*** Opening Data to use ***

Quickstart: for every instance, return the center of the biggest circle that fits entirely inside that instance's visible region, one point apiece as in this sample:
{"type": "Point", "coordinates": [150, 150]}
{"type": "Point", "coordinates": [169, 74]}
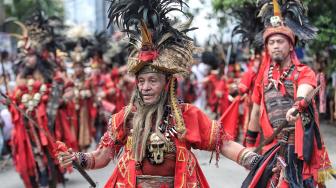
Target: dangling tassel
{"type": "Point", "coordinates": [177, 114]}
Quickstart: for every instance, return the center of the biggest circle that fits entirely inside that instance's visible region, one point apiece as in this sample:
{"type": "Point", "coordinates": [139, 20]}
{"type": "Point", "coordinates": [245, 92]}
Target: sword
{"type": "Point", "coordinates": [75, 164]}
{"type": "Point", "coordinates": [307, 101]}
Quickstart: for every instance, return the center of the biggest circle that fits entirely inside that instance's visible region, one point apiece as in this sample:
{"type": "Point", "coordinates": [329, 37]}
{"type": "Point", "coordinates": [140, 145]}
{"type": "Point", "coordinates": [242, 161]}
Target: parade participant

*** Closing Data to use ***

• [Your assignment]:
Reproduce, word for word, the lines of the data from the one that contains "Target: sword" to the end, both ends included.

• [Problem solution]:
Target: sword
{"type": "Point", "coordinates": [75, 164]}
{"type": "Point", "coordinates": [307, 101]}
Quickstart: for every instance, return the center of the biggest circle that fits entirely inside that instance's visible region, one point apiece as in this sample:
{"type": "Point", "coordinates": [329, 37]}
{"type": "Point", "coordinates": [140, 145]}
{"type": "Point", "coordinates": [242, 161]}
Target: parade participant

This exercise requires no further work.